- To be done -
Exactly as written, retype the lines that run from the line holding "Spot the wet" through the end of the records below. Do not include pictures.

- Information supplied -

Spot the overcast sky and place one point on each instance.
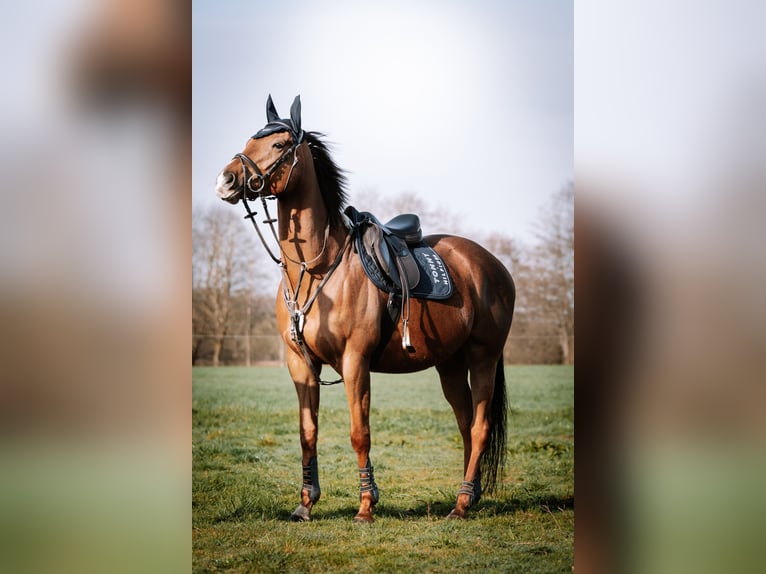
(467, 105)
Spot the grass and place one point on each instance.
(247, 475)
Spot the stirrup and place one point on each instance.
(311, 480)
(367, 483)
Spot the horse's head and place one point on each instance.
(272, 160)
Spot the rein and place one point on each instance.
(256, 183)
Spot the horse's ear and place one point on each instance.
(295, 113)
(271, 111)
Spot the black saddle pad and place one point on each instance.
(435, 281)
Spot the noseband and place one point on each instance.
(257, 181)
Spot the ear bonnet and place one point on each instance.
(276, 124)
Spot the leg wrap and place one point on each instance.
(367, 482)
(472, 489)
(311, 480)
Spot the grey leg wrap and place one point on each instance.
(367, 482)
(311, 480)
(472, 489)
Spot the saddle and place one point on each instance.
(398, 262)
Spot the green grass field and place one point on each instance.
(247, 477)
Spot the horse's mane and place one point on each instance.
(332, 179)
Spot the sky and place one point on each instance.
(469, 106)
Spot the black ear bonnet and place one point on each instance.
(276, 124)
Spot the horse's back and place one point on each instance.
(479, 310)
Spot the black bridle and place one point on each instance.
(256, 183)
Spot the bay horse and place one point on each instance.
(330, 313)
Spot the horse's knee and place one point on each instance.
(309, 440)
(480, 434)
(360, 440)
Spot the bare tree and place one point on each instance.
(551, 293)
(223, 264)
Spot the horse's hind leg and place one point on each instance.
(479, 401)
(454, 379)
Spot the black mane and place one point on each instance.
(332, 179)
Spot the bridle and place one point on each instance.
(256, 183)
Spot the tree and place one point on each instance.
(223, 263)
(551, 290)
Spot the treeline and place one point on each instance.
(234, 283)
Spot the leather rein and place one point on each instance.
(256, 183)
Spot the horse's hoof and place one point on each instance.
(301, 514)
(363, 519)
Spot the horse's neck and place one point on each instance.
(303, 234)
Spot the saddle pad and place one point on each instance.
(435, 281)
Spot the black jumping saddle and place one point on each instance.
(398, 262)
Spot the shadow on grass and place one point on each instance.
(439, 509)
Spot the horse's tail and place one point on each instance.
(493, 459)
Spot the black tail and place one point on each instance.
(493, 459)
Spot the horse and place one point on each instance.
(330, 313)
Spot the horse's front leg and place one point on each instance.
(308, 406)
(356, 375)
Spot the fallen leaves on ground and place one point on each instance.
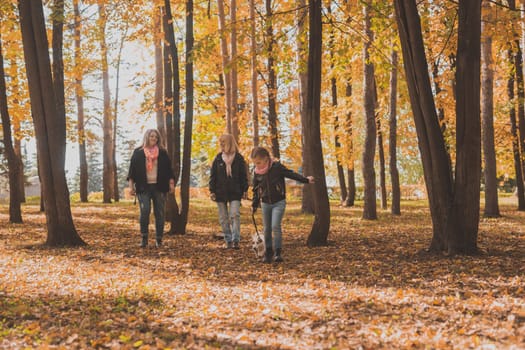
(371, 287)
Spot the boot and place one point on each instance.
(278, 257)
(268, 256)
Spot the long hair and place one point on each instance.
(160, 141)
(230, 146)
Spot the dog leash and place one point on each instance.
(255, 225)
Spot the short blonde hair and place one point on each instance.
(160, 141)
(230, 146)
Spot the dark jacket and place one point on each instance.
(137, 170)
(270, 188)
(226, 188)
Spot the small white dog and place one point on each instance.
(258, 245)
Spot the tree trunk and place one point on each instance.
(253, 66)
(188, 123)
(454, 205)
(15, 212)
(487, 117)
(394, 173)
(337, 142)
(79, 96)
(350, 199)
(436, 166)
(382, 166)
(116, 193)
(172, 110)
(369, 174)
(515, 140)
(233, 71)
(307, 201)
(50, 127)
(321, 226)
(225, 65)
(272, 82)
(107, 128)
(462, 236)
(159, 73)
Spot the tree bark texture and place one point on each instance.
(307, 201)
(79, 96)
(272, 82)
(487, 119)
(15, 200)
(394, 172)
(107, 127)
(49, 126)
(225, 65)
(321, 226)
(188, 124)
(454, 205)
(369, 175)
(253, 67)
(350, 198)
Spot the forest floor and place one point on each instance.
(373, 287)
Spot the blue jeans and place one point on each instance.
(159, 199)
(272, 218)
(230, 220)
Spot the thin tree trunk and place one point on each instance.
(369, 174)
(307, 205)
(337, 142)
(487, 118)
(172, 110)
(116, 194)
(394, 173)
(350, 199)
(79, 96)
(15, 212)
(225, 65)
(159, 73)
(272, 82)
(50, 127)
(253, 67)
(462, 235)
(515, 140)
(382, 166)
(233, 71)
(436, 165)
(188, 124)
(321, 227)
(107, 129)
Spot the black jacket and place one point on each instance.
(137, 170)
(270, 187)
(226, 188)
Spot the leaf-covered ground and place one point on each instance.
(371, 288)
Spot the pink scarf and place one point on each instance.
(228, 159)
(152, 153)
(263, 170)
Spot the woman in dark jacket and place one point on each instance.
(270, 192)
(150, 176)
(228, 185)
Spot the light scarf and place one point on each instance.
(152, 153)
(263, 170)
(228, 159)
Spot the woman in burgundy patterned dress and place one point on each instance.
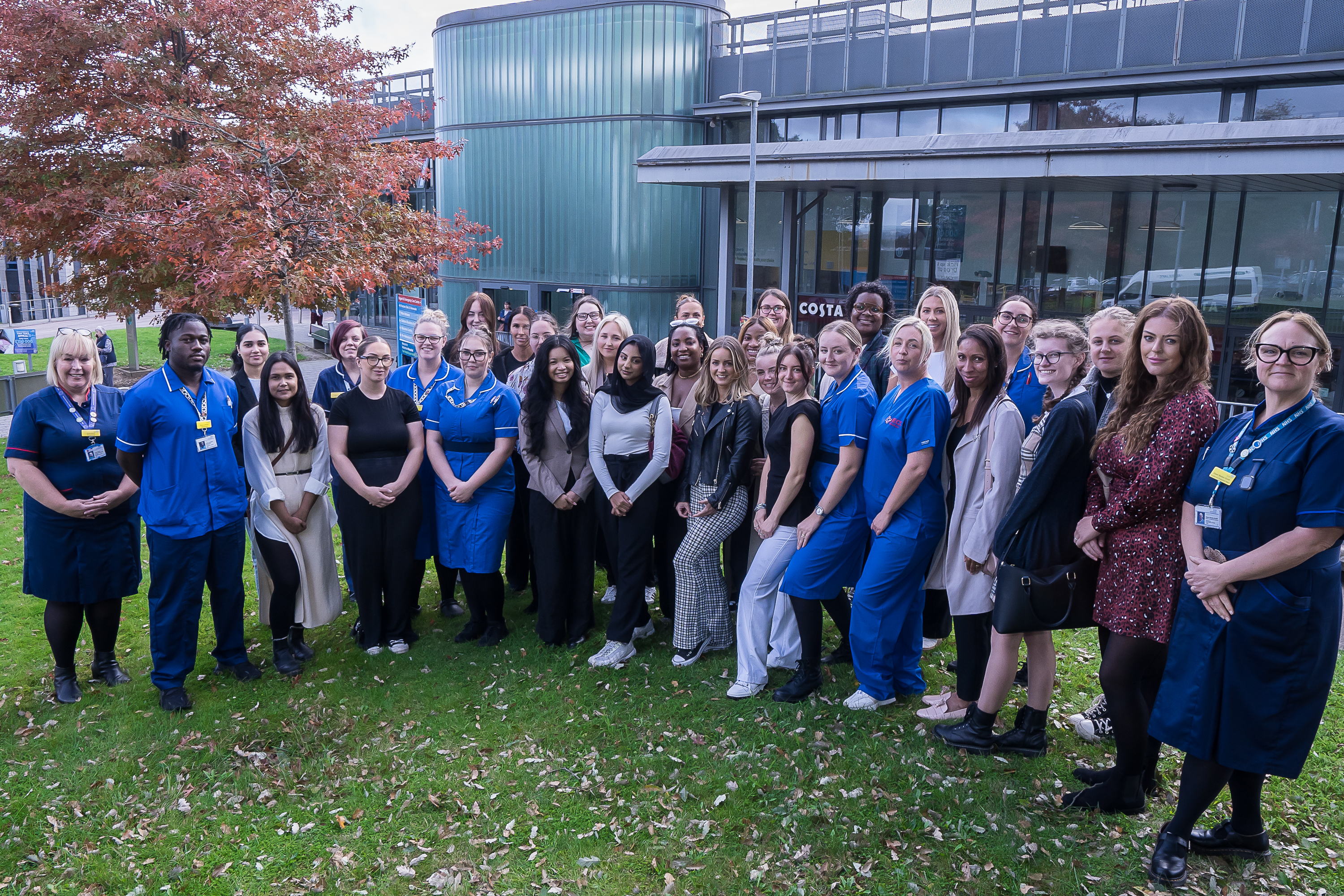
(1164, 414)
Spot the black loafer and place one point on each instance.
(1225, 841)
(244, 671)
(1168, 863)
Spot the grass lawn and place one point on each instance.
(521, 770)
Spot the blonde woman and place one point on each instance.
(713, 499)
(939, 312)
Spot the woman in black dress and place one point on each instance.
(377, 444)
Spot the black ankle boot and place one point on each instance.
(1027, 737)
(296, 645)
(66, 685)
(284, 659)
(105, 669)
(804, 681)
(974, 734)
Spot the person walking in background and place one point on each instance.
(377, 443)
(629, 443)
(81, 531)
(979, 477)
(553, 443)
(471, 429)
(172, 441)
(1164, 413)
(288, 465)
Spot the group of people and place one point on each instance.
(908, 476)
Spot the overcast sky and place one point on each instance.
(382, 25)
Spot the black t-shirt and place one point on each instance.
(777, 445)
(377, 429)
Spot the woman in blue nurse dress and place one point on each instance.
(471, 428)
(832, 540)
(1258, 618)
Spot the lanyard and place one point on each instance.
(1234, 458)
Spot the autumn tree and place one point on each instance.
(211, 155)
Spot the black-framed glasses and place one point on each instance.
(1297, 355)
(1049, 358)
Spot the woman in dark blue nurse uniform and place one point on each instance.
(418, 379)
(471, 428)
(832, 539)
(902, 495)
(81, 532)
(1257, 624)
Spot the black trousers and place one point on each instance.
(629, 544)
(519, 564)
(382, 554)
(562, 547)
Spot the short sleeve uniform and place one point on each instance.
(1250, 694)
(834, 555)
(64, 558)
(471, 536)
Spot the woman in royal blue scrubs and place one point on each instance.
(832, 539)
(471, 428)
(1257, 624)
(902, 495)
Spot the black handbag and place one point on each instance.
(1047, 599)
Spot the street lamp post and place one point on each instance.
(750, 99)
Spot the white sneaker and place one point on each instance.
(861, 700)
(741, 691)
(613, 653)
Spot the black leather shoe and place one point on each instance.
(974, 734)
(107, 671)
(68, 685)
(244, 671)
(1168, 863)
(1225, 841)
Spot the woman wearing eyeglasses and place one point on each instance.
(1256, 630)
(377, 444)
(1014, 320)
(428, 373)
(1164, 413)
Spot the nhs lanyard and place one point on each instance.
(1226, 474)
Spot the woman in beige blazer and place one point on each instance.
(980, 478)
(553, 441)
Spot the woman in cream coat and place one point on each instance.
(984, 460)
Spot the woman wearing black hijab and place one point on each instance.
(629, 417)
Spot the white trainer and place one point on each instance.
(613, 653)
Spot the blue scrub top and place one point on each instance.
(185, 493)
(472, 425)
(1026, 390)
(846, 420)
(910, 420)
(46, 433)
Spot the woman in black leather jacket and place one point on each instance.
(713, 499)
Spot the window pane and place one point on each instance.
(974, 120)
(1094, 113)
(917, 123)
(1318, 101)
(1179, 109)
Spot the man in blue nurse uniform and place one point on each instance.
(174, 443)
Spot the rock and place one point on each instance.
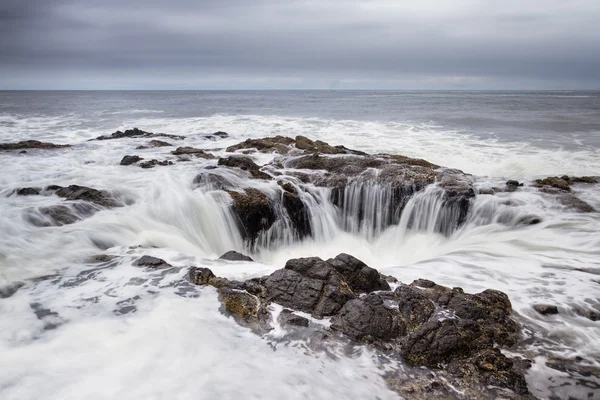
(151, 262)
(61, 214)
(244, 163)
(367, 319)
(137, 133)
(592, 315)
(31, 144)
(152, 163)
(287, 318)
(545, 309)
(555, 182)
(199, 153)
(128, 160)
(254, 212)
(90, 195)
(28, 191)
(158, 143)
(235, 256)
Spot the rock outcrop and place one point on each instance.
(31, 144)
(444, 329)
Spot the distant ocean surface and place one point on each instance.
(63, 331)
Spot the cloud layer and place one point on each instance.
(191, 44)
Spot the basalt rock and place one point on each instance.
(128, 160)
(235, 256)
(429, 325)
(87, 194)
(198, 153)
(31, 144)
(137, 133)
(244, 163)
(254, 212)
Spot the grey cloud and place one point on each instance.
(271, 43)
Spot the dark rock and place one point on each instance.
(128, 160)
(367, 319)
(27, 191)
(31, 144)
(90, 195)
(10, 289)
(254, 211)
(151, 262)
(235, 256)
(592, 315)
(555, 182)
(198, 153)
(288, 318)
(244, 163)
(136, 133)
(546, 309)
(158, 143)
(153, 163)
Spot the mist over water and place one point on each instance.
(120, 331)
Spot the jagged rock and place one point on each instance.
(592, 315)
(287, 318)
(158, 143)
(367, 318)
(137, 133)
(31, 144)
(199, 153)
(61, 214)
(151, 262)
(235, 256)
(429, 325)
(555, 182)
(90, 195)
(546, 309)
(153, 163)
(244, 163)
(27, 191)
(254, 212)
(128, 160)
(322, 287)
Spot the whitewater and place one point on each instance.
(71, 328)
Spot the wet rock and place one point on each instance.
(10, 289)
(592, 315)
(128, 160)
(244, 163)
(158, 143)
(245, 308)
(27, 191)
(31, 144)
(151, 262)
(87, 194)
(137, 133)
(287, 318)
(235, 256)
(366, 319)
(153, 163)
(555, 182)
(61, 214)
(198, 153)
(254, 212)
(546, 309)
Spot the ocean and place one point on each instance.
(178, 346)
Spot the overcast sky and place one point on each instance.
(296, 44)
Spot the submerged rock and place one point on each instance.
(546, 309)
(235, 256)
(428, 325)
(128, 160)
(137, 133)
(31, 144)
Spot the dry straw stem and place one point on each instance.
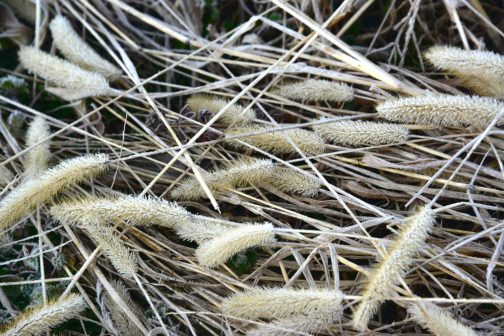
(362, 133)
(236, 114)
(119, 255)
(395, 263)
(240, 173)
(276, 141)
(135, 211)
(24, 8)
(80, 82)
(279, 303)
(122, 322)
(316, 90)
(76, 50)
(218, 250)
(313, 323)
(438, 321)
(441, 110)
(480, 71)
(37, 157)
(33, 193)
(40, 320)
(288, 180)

- Full answer -
Spot the wet rock and place one point on each instance.
(10, 289)
(592, 315)
(128, 160)
(244, 163)
(158, 143)
(245, 308)
(27, 191)
(31, 144)
(151, 262)
(87, 194)
(137, 133)
(287, 318)
(235, 256)
(366, 319)
(153, 163)
(555, 182)
(61, 214)
(198, 153)
(254, 212)
(546, 309)
Spot the ocean and place one point on each instance.
(178, 346)
Spot the overcast sky and place one point on each instance.
(296, 44)
Spot the submerged rock and place one point on each instance.
(546, 309)
(235, 256)
(428, 325)
(128, 160)
(137, 133)
(31, 144)
Spot the dry straw stem and place one point on each instance.
(362, 133)
(236, 114)
(119, 255)
(395, 263)
(240, 173)
(276, 141)
(135, 211)
(24, 8)
(80, 82)
(279, 303)
(122, 322)
(316, 90)
(76, 50)
(218, 250)
(313, 323)
(438, 321)
(441, 110)
(480, 71)
(37, 157)
(33, 193)
(40, 320)
(288, 180)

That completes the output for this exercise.